↓↓↓

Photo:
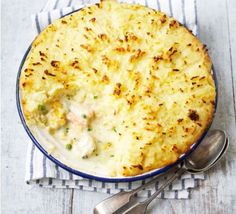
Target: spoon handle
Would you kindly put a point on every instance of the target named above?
(141, 207)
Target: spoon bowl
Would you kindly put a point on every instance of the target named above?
(207, 152)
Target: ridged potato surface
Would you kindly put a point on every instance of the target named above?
(142, 79)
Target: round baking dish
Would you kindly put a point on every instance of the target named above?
(92, 176)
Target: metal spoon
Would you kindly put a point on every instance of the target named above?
(207, 153)
(195, 163)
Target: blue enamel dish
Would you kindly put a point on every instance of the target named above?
(91, 176)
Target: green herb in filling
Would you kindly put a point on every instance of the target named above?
(68, 146)
(42, 109)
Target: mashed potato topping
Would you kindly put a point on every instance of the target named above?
(121, 87)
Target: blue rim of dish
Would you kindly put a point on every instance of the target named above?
(99, 178)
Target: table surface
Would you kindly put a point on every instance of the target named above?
(216, 195)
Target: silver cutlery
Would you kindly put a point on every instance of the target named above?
(206, 155)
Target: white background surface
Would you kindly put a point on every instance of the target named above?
(216, 195)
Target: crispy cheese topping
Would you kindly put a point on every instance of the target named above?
(125, 81)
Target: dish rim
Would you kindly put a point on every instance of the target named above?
(97, 177)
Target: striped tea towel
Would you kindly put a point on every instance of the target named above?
(43, 172)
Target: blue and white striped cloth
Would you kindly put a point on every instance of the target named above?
(43, 172)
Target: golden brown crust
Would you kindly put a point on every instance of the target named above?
(153, 75)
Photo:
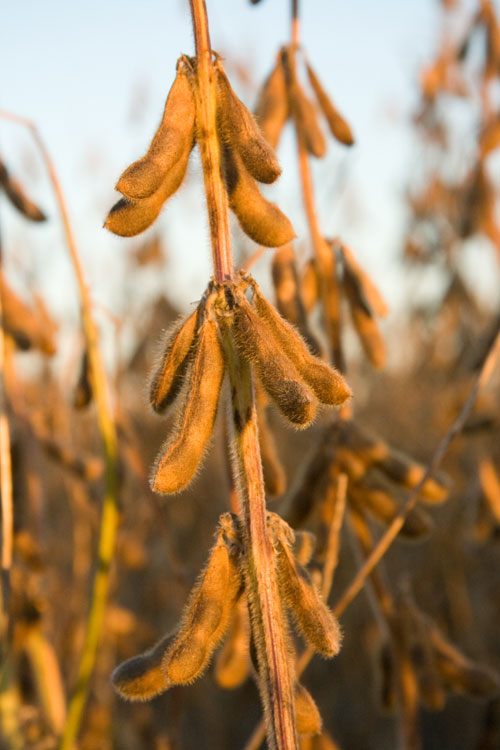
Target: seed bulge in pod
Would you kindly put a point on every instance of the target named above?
(172, 141)
(277, 374)
(241, 130)
(181, 455)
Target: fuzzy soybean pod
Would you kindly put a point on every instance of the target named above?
(142, 677)
(207, 616)
(242, 131)
(169, 376)
(181, 455)
(277, 374)
(272, 106)
(326, 382)
(128, 217)
(260, 219)
(315, 621)
(172, 142)
(339, 127)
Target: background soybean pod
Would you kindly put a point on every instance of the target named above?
(206, 617)
(181, 455)
(339, 127)
(328, 384)
(307, 715)
(168, 378)
(272, 105)
(172, 141)
(241, 130)
(142, 677)
(261, 220)
(315, 621)
(128, 218)
(277, 373)
(15, 193)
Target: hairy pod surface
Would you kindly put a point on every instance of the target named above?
(180, 457)
(274, 473)
(128, 217)
(142, 677)
(207, 616)
(339, 127)
(260, 219)
(15, 193)
(315, 621)
(272, 105)
(172, 143)
(307, 716)
(278, 376)
(233, 661)
(326, 382)
(241, 130)
(168, 378)
(288, 298)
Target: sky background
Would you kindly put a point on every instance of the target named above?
(94, 77)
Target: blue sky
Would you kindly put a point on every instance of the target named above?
(76, 69)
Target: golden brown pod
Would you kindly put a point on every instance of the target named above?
(274, 473)
(15, 193)
(307, 717)
(326, 382)
(272, 105)
(168, 377)
(240, 129)
(128, 218)
(374, 495)
(207, 615)
(363, 320)
(315, 621)
(261, 220)
(302, 109)
(142, 677)
(233, 661)
(278, 376)
(339, 127)
(288, 298)
(181, 455)
(171, 144)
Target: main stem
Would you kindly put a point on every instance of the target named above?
(268, 621)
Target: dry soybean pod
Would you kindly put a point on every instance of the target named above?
(302, 109)
(272, 105)
(328, 384)
(288, 298)
(179, 459)
(314, 620)
(233, 661)
(128, 218)
(172, 141)
(206, 617)
(277, 374)
(307, 715)
(260, 219)
(274, 473)
(168, 377)
(339, 127)
(142, 677)
(242, 131)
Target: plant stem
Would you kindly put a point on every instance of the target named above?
(268, 621)
(209, 145)
(109, 518)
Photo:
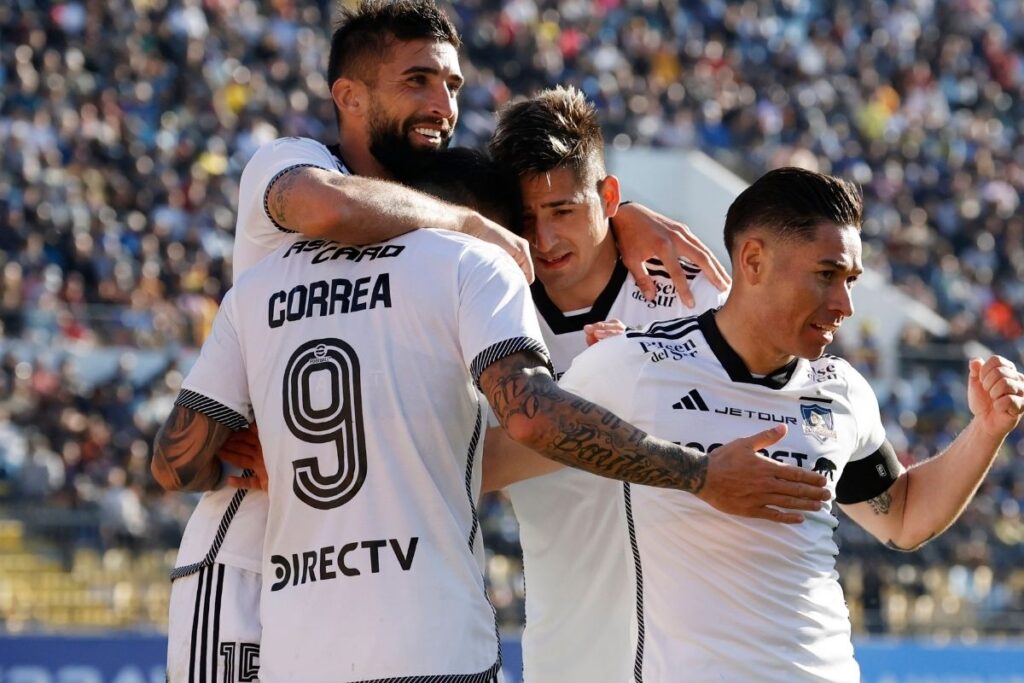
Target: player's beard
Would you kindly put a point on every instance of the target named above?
(391, 147)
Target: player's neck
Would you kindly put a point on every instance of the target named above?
(739, 329)
(585, 293)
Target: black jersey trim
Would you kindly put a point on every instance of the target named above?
(339, 161)
(470, 460)
(488, 676)
(496, 352)
(561, 324)
(269, 185)
(218, 539)
(211, 409)
(731, 361)
(656, 267)
(638, 656)
(865, 478)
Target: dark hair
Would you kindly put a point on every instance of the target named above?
(792, 203)
(361, 36)
(471, 178)
(555, 128)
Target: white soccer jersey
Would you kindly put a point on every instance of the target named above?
(358, 366)
(725, 598)
(227, 524)
(580, 595)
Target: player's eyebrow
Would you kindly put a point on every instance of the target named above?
(432, 71)
(839, 265)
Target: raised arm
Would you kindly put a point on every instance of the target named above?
(573, 431)
(356, 210)
(928, 498)
(184, 454)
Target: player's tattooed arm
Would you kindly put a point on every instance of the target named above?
(576, 432)
(882, 504)
(185, 450)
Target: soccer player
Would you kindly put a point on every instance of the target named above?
(359, 365)
(394, 75)
(572, 523)
(723, 598)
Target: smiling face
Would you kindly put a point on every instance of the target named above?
(566, 223)
(804, 289)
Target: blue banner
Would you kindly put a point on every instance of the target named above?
(121, 658)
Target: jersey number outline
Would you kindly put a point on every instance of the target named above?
(340, 422)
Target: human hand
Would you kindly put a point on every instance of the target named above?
(642, 233)
(483, 228)
(598, 331)
(995, 394)
(243, 450)
(741, 482)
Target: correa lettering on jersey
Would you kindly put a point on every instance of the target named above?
(666, 296)
(332, 251)
(329, 297)
(659, 350)
(351, 559)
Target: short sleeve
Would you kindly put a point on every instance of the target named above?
(497, 316)
(216, 385)
(268, 164)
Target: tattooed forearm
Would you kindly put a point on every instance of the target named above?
(882, 504)
(184, 453)
(579, 433)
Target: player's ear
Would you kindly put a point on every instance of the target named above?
(351, 96)
(751, 259)
(609, 190)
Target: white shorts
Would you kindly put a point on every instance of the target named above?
(213, 630)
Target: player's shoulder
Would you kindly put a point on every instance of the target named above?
(670, 329)
(462, 247)
(292, 152)
(655, 268)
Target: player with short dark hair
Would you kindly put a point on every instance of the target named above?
(734, 599)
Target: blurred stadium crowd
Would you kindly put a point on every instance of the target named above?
(124, 125)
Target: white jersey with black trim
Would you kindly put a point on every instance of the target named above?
(227, 524)
(727, 598)
(580, 595)
(360, 375)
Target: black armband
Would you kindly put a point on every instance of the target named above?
(868, 477)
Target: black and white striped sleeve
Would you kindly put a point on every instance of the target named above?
(217, 384)
(497, 316)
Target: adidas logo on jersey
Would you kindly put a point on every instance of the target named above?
(691, 401)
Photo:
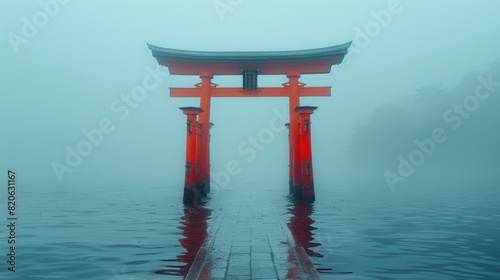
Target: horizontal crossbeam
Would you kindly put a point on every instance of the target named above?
(260, 92)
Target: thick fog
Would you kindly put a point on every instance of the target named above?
(416, 100)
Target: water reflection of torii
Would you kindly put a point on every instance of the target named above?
(250, 65)
(195, 230)
(300, 224)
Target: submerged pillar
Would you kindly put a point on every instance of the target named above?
(306, 168)
(191, 153)
(294, 133)
(290, 163)
(202, 183)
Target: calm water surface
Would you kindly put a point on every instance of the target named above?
(144, 232)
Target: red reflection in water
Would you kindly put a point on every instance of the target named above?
(194, 226)
(300, 224)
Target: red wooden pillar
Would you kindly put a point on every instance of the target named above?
(191, 153)
(204, 157)
(290, 163)
(294, 101)
(306, 152)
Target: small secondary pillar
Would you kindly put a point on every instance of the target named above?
(192, 164)
(306, 168)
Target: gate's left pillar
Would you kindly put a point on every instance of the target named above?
(306, 168)
(191, 153)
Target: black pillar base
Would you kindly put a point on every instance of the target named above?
(297, 192)
(189, 196)
(202, 188)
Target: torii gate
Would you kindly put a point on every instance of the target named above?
(250, 65)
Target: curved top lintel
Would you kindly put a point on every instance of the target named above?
(248, 56)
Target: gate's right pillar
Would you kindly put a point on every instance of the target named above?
(306, 168)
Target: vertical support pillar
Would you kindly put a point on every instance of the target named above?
(306, 152)
(204, 157)
(294, 101)
(191, 153)
(290, 163)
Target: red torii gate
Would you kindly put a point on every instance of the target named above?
(249, 64)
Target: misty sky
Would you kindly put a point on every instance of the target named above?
(62, 77)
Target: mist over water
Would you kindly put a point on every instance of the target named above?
(405, 151)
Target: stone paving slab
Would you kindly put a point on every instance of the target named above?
(249, 241)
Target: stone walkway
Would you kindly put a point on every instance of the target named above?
(249, 241)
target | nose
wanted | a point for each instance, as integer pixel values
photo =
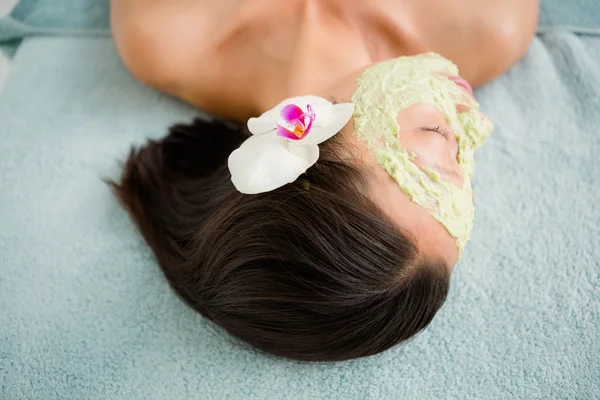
(462, 108)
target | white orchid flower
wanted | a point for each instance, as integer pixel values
(284, 142)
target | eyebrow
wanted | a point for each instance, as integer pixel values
(440, 169)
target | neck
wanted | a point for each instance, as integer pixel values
(307, 52)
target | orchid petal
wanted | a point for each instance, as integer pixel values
(267, 122)
(263, 124)
(282, 131)
(336, 118)
(291, 113)
(266, 162)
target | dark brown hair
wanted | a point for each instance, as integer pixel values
(310, 271)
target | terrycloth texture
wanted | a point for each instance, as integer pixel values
(86, 314)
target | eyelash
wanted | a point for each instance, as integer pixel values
(440, 130)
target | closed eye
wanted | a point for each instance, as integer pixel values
(438, 129)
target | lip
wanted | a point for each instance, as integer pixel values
(462, 83)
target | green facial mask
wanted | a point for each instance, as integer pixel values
(390, 87)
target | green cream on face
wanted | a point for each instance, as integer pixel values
(386, 89)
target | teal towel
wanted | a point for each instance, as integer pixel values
(94, 14)
(86, 314)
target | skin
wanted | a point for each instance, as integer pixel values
(432, 150)
(238, 59)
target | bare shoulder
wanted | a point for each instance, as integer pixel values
(511, 26)
(162, 41)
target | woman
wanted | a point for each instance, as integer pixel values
(330, 233)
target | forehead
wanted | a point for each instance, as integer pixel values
(430, 236)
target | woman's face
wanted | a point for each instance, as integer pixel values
(429, 149)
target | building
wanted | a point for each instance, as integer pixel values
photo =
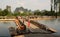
(55, 5)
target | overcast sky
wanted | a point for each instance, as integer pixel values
(30, 4)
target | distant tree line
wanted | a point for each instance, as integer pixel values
(27, 12)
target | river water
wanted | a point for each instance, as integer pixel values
(53, 23)
(4, 26)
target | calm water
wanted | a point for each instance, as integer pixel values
(53, 23)
(4, 28)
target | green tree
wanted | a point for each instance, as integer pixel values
(37, 12)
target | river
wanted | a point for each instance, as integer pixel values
(53, 23)
(4, 26)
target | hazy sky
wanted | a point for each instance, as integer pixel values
(30, 4)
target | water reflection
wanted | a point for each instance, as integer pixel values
(53, 23)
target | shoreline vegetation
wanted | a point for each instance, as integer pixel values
(30, 17)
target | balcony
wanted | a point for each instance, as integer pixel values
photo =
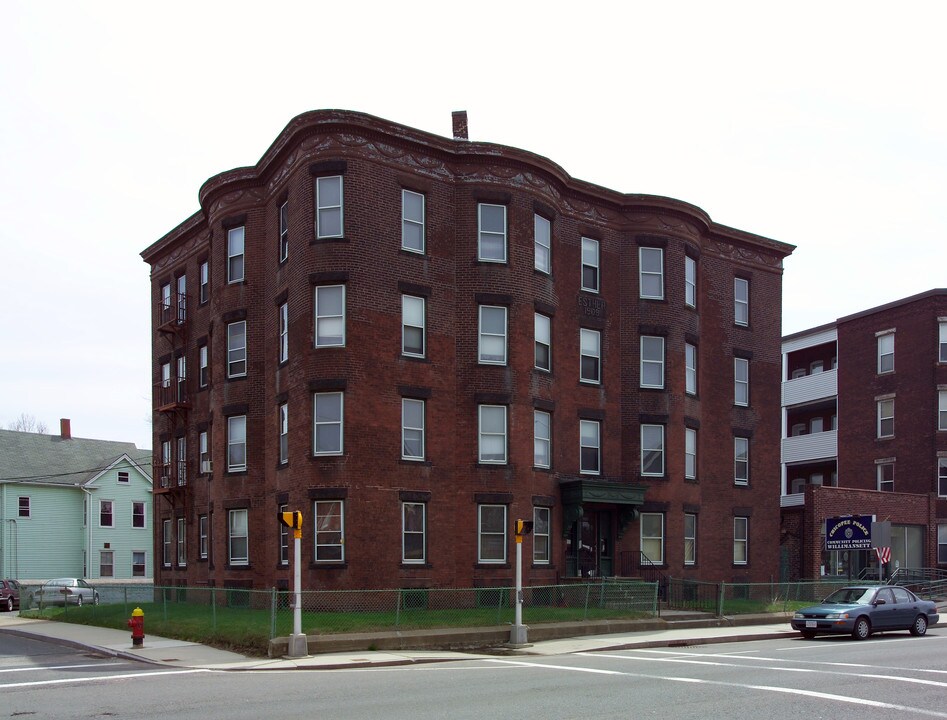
(810, 388)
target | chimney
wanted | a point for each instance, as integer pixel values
(460, 124)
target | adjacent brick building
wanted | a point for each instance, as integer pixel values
(415, 340)
(865, 435)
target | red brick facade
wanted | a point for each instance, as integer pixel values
(595, 517)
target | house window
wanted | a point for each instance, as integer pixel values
(106, 563)
(491, 246)
(886, 353)
(590, 349)
(741, 460)
(652, 538)
(237, 349)
(284, 231)
(492, 534)
(138, 514)
(690, 281)
(690, 371)
(690, 539)
(284, 433)
(413, 528)
(885, 477)
(690, 453)
(886, 418)
(651, 273)
(329, 207)
(589, 447)
(542, 439)
(412, 221)
(412, 429)
(327, 423)
(412, 325)
(542, 244)
(492, 335)
(330, 315)
(235, 237)
(329, 530)
(652, 450)
(493, 434)
(741, 381)
(542, 331)
(590, 262)
(741, 301)
(741, 540)
(652, 362)
(237, 443)
(238, 541)
(542, 536)
(105, 513)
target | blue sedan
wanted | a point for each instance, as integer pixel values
(863, 610)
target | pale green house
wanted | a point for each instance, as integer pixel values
(72, 507)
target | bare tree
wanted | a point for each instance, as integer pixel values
(28, 423)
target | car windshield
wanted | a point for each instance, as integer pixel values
(850, 596)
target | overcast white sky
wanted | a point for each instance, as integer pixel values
(820, 124)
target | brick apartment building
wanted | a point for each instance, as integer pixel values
(415, 340)
(865, 438)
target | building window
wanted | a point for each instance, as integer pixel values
(886, 353)
(284, 433)
(492, 534)
(412, 325)
(542, 439)
(690, 369)
(412, 221)
(590, 349)
(237, 443)
(412, 429)
(542, 244)
(329, 207)
(690, 453)
(690, 539)
(741, 540)
(492, 335)
(284, 333)
(235, 237)
(886, 418)
(284, 231)
(651, 273)
(238, 541)
(330, 530)
(542, 331)
(542, 536)
(589, 447)
(741, 381)
(138, 514)
(741, 460)
(413, 528)
(590, 263)
(690, 281)
(330, 315)
(493, 434)
(652, 538)
(237, 349)
(652, 450)
(327, 423)
(492, 233)
(105, 514)
(885, 477)
(652, 362)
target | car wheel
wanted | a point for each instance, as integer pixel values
(862, 629)
(920, 625)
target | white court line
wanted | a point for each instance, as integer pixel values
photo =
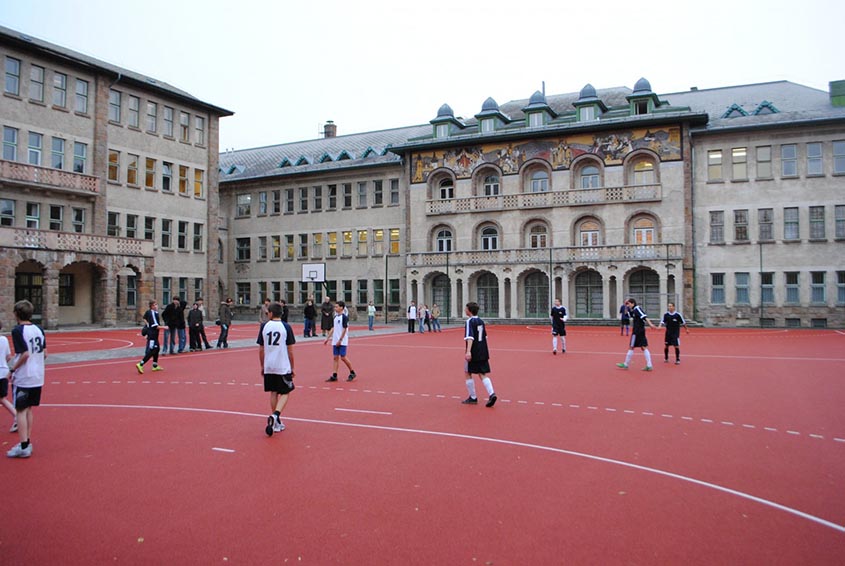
(593, 457)
(362, 411)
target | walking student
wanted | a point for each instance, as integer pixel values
(477, 357)
(340, 342)
(638, 338)
(275, 354)
(27, 374)
(673, 321)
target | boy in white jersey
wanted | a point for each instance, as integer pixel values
(275, 353)
(27, 374)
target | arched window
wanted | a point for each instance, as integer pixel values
(537, 236)
(444, 240)
(539, 182)
(589, 233)
(491, 185)
(644, 172)
(489, 238)
(644, 231)
(589, 177)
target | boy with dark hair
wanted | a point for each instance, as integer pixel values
(275, 354)
(27, 374)
(477, 357)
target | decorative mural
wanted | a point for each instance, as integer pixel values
(610, 148)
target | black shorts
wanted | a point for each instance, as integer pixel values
(26, 397)
(277, 383)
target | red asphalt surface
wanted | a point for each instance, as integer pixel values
(736, 456)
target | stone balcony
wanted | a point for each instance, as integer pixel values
(543, 256)
(73, 242)
(578, 197)
(21, 174)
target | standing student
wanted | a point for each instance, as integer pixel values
(275, 354)
(153, 321)
(477, 357)
(27, 374)
(673, 321)
(340, 342)
(559, 318)
(638, 338)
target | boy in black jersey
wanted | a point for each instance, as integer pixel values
(673, 321)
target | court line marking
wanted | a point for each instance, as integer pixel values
(584, 455)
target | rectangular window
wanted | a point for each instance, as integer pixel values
(378, 193)
(114, 166)
(114, 106)
(149, 177)
(764, 162)
(714, 165)
(77, 220)
(815, 160)
(739, 164)
(133, 118)
(184, 126)
(166, 233)
(242, 249)
(817, 287)
(741, 225)
(790, 224)
(717, 288)
(131, 225)
(767, 288)
(362, 194)
(765, 223)
(57, 154)
(60, 90)
(742, 295)
(817, 231)
(35, 145)
(168, 121)
(182, 235)
(10, 143)
(789, 160)
(80, 156)
(792, 289)
(36, 83)
(839, 157)
(199, 130)
(152, 117)
(717, 226)
(56, 217)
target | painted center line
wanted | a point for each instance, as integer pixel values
(362, 411)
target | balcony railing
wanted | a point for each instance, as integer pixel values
(13, 172)
(542, 256)
(73, 242)
(577, 197)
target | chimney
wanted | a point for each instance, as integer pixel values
(837, 93)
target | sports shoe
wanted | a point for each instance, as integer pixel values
(18, 452)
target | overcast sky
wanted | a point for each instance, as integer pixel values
(285, 68)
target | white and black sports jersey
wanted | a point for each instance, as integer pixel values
(276, 336)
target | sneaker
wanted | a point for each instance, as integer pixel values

↑↑↑

* **TASK INSTRUCTIONS**:
Repeat, character for character, the lines from the one that holds "target | court line marking" to the final line of the material, inclusive, and no other lines.

* **RESULT FOR THIS TASK**:
target | court line marking
wanted | a point for each instance, as integer pixel values
(584, 455)
target | rectangular window
wanted | a point for each instance, as integer pixel values
(378, 193)
(114, 166)
(114, 106)
(149, 177)
(764, 162)
(714, 165)
(77, 220)
(815, 160)
(739, 164)
(133, 118)
(184, 126)
(166, 233)
(242, 249)
(817, 287)
(741, 225)
(790, 224)
(717, 288)
(131, 225)
(767, 288)
(362, 194)
(765, 223)
(57, 154)
(60, 90)
(742, 295)
(817, 231)
(35, 145)
(168, 121)
(182, 235)
(10, 143)
(789, 160)
(80, 156)
(792, 289)
(36, 83)
(839, 157)
(199, 130)
(152, 117)
(717, 226)
(56, 217)
target | painted center line
wanted | a point for each instance, as integer pixel values
(362, 411)
target | balcony railing
wanted | a point for each instance, as integer pixel values
(13, 172)
(542, 256)
(73, 242)
(577, 197)
target | chimney
wanted | a point for each instance, as integer pixel values
(837, 93)
target | sports shoe
wanted | a point for each instance, as integer pixel values
(18, 452)
target | overcast sky
wanted | a point for each instance, as integer pixel values
(285, 68)
target | white and black sports jersey
wanted | a point for each instance, as integer pixel values
(276, 336)
target | sneaker
wanted | a point for each instance, as integer pixel values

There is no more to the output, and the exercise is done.